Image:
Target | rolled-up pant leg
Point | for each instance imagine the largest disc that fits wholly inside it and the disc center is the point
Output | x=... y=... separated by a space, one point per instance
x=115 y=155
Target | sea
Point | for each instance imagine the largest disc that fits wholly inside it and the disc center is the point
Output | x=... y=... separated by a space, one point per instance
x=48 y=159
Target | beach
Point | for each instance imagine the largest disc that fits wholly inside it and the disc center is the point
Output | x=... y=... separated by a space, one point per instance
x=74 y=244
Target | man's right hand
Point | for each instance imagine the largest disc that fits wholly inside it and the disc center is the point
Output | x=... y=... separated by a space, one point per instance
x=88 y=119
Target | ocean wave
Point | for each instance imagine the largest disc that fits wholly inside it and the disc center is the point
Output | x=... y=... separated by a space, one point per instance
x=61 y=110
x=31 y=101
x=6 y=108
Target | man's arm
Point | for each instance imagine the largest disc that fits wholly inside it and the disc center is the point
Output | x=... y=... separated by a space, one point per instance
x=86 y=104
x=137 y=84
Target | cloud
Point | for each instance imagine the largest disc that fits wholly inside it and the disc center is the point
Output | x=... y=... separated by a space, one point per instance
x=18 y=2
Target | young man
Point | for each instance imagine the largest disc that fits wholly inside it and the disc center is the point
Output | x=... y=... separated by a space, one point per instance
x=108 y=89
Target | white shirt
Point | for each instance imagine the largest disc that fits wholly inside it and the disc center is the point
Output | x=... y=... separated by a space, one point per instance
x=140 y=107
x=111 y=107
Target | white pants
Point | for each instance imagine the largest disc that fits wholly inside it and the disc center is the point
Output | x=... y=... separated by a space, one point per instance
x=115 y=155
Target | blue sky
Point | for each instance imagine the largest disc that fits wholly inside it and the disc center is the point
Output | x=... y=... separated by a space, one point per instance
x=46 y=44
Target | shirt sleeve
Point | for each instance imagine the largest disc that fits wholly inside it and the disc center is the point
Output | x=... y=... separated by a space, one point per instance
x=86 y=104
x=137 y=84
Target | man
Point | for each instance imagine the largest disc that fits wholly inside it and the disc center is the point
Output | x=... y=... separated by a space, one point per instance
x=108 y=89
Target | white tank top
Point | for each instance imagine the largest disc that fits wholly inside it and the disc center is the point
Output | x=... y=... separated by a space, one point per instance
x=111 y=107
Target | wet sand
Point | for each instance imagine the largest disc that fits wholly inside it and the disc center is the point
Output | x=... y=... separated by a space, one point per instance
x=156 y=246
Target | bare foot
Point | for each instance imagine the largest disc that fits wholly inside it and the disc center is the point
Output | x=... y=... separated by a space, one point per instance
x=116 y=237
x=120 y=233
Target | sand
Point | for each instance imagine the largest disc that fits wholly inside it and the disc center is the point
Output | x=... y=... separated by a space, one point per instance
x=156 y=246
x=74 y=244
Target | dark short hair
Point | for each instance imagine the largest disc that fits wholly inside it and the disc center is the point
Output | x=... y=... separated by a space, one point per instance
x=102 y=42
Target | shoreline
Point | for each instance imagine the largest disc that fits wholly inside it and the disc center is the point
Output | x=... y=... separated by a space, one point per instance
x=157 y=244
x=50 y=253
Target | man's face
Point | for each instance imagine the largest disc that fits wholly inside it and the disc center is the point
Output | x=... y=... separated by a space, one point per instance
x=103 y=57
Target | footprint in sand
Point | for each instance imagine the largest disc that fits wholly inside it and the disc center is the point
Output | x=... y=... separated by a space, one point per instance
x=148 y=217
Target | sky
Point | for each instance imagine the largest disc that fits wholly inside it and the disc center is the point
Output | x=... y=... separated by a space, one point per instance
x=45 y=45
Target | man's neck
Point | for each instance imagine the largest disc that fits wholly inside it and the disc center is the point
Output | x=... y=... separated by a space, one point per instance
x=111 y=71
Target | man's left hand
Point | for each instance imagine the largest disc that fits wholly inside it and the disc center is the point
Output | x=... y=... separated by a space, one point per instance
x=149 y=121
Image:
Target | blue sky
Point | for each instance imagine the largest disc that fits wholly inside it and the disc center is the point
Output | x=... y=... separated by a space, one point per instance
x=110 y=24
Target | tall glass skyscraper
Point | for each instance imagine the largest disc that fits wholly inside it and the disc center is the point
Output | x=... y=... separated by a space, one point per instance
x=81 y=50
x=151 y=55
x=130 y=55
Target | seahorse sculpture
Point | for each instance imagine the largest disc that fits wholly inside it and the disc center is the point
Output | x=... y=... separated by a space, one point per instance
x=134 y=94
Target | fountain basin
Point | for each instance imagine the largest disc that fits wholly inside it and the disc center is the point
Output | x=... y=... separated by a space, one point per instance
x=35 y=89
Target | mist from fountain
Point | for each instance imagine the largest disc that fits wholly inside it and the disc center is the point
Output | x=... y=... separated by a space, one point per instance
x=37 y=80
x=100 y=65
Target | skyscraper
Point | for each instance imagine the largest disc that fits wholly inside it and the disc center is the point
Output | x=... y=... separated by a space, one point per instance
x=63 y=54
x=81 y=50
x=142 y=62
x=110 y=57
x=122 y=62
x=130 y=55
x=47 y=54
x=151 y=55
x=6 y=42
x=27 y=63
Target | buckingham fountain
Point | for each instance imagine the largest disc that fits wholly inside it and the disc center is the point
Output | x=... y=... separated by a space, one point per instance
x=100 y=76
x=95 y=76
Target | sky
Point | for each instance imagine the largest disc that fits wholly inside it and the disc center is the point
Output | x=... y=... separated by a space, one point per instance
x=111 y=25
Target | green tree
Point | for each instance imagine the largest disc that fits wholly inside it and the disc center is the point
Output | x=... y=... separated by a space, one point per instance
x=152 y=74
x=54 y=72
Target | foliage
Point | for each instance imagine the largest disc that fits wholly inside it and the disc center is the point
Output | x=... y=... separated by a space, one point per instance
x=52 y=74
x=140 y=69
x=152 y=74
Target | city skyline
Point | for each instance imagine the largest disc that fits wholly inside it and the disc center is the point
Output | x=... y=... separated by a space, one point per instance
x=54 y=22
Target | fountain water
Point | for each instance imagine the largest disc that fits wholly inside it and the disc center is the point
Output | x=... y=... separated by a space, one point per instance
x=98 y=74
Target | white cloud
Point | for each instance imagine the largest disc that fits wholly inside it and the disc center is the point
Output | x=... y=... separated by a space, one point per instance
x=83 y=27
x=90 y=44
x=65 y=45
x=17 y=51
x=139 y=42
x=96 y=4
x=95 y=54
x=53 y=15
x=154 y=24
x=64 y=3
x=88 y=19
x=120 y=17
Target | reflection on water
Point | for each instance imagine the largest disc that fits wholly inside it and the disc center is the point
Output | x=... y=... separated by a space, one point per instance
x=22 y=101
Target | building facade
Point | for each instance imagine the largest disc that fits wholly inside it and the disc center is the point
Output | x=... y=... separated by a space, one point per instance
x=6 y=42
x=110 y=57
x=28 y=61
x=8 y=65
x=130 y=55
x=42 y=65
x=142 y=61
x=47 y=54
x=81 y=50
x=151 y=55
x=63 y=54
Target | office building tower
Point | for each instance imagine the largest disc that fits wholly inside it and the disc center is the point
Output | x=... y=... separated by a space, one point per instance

_____

**Problem:**
The answer must be the complete listing, repeated exactly.

**Answer space:**
Image:
Target | rolled-up pant leg
Point | for each instance imagine the largest disc that fits wholly inside it and the disc center is the point
Output | x=... y=... separated by a space, one point per instance
x=115 y=155
Target | sea
Point | for each instance imagine the largest disc that fits wholly inside it and the disc center is the point
Output | x=... y=... separated by a space, one point per instance
x=48 y=159
Target | beach
Point | for each instance imagine the largest disc that fits wholly inside it and the disc center is the point
Output | x=... y=... separated by a space, one point per instance
x=74 y=244
Target | man's right hand
Point | for each instance imagine the largest disc that fits wholly inside it and the disc center is the point
Output | x=... y=... separated by a space, one point per instance
x=88 y=119
Target | ocean wave
Point | for each instance imagine the largest disc that fits wholly inside it and the disc center is the point
Output | x=... y=... separated by a space, one point per instance
x=61 y=110
x=31 y=101
x=6 y=108
Target | man's arm
Point | for each instance imagine the largest disc that fits wholly inside it and the disc center is the point
Output | x=... y=... separated by a space, one point per instance
x=86 y=104
x=137 y=84
Target | cloud
Point | for each instance imagine the largest disc that fits wholly inside it and the disc center is the point
Output | x=... y=... separated by a space, one point per instance
x=18 y=2
Target | young man
Point | for each instance imagine the largest disc that fits wholly inside it and the disc center is the point
Output | x=... y=... separated by a space, one point per instance
x=108 y=89
Target | white shirt
Point | for each instance imagine the largest disc that fits wholly inside it and the disc center is the point
Output | x=... y=... separated by a space, one point per instance
x=140 y=107
x=111 y=107
Target | white pants
Point | for each instance imagine the largest disc that fits wholly inside it and the disc center is the point
Output | x=... y=... separated by a space, one point per instance
x=115 y=155
Target | blue sky
Point | for each instance imagine the largest disc that fits wholly inside it and the disc center is the point
Output | x=... y=... separated by a space, one point per instance
x=46 y=44
Target | shirt sleeve
Point | for each instance imagine the largest disc that fits wholly inside it and the disc center is the point
Output | x=... y=... separated by a space, one point per instance
x=86 y=104
x=137 y=84
Target | man
Point | for each instance imagine the largest disc that fits wholly inside it and the disc center is the point
Output | x=... y=... separated by a space, one point per instance
x=108 y=89
Target | white tank top
Point | for each instance imagine the largest disc that fits wholly inside it and the disc center is the point
Output | x=... y=... separated by a space, one point per instance
x=111 y=107
Target | wet sand
Point | for each instance imagine the largest disc that fits wholly inside it and the disc center is the point
Output | x=... y=... separated by a space, one point per instance
x=156 y=246
Target | bare foot
Point | for each instance imagine the largest disc that fits wholly inside it and the disc center is the point
Output | x=... y=... separated by a space, one point per instance
x=116 y=237
x=120 y=233
Target | sand
Point | for each instance imagine the largest disc that fits wholly inside it and the disc center is the point
Output | x=... y=... separated by a space, one point per instance
x=156 y=246
x=74 y=244
Target | dark short hair
Point | for each instance imagine the largest disc that fits wholly inside it and the disc center is the point
Output | x=... y=... separated by a space, one point per instance
x=102 y=42
Target | shoreline
Point | for each instance imagine the largest disc that fits wholly inside it and the disc center is the point
Output | x=... y=... separated by a space, one point per instance
x=157 y=244
x=50 y=253
Target | man's face
Point | for each instance imagine the largest disc that fits wholly inside it and the disc center is the point
Output | x=... y=... separated by a space, one point per instance
x=103 y=57
Target | footprint in sand
Point | for each instance imagine the largest disc that fits wholly inside it and the disc center is the point
Output | x=... y=... separated by a space, one point per instance
x=148 y=217
Target | sky
Point | for each instance imagine the largest disc that fits wholly inside it and the disc center is the point
Output | x=... y=... separated by a space, one point per instance
x=45 y=45
Target | man's neck
Point | for each instance imagine the largest disc that fits wholly inside it and the disc center is the point
Output | x=... y=... separated by a space, one point per instance
x=111 y=71
Target | man's left hand
Point | for each instance imagine the largest disc that fits wholly inside it and the disc center is the point
Output | x=... y=... separated by a space, one point per instance
x=149 y=121
Image:
Target | blue sky
Point | for each instance imagine the largest disc that fits wholly inside it and the disc center is the point
Output | x=... y=... separated by a space, one point per instance
x=110 y=24
Target | tall glass skyscraper
Point | for each instance imagine the largest disc that fits wholly inside it and the disc center is the point
Output | x=... y=... separated by a space, one point per instance
x=81 y=50
x=151 y=55
x=130 y=55
Target | seahorse sculpture
Point | for each instance imagine the largest disc that fits wholly inside it and the disc center is the point
Output | x=... y=... separated by a space, one point per instance
x=134 y=94
Target | fountain basin
Point | for each instance imagine the largest disc that fits wholly inside it and the disc center is the point
Output | x=... y=... separated by a space, one point per instance
x=35 y=89
Target | mist from fountain
Point | for each instance imagine the largest disc that fits wholly inside it and the disc center is the point
Output | x=... y=... separated by a space, one point per instance
x=37 y=80
x=100 y=65
Target | skyscraper
Point | for each instance imagine the largest disc that fits wholly inside it and the disc center is the point
Output | x=... y=... separated by a space, one point per instance
x=63 y=54
x=81 y=50
x=142 y=62
x=110 y=57
x=122 y=62
x=130 y=55
x=47 y=54
x=151 y=55
x=6 y=42
x=27 y=63
Target | buckingham fountain
Point | for each instance imagine the largest disc that fits wholly inside it and the disc center is the point
Output | x=... y=... separated by a space, one point per instance
x=100 y=76
x=95 y=76
Target | sky
Point | for each instance imagine the largest disc that fits wholly inside it and the disc center is the point
Output | x=... y=... separated by a space, one point per instance
x=111 y=25
Target | green tree
Point | for each instance imagine the largest disc that fits wholly inside it and the disc center is the point
Output | x=... y=... separated by a space, one point per instance
x=152 y=74
x=54 y=72
Target | foliage
Point | for each instance imagine the largest disc that fits wholly inside it and the disc center is the point
Output | x=... y=... separated by a space, one point per instance
x=52 y=74
x=140 y=69
x=152 y=74
Target | city skyline
Point | for each instance imagine the largest disc that fits wholly inside it and the disc center is the point
Output | x=... y=... separated by a space, one point per instance
x=54 y=22
Target | fountain water
Point | for each instance imagine the largest disc that fits wholly inside it and the disc center is the point
Output | x=... y=... separated by a space, one point per instance
x=98 y=74
Target | white cloud
Point | for each instance imagine the largest disc that fits wholly inside it and the disc center is the point
Output | x=... y=... separated by a space, one point per instance
x=83 y=27
x=90 y=44
x=65 y=45
x=17 y=51
x=139 y=42
x=96 y=4
x=95 y=54
x=53 y=15
x=154 y=24
x=64 y=3
x=88 y=19
x=120 y=17
Target | reflection on water
Point | for each instance imagine the largest disc that fits wholly inside it and the disc center is the point
Output | x=... y=... separated by a space, one point per instance
x=22 y=101
Target | building facade
Point | for each instance imagine the largest disc that fits wholly inside it and the disc center is the point
Output | x=... y=... separated by a space, one point per instance
x=6 y=42
x=110 y=57
x=28 y=61
x=8 y=65
x=130 y=55
x=42 y=65
x=142 y=61
x=47 y=54
x=81 y=50
x=151 y=55
x=63 y=54
Target | office building tower
Point | for each instance imagine the largest disc that fits wholly inside it and the disc center is the point
Output | x=... y=... separated by a space, one point per instance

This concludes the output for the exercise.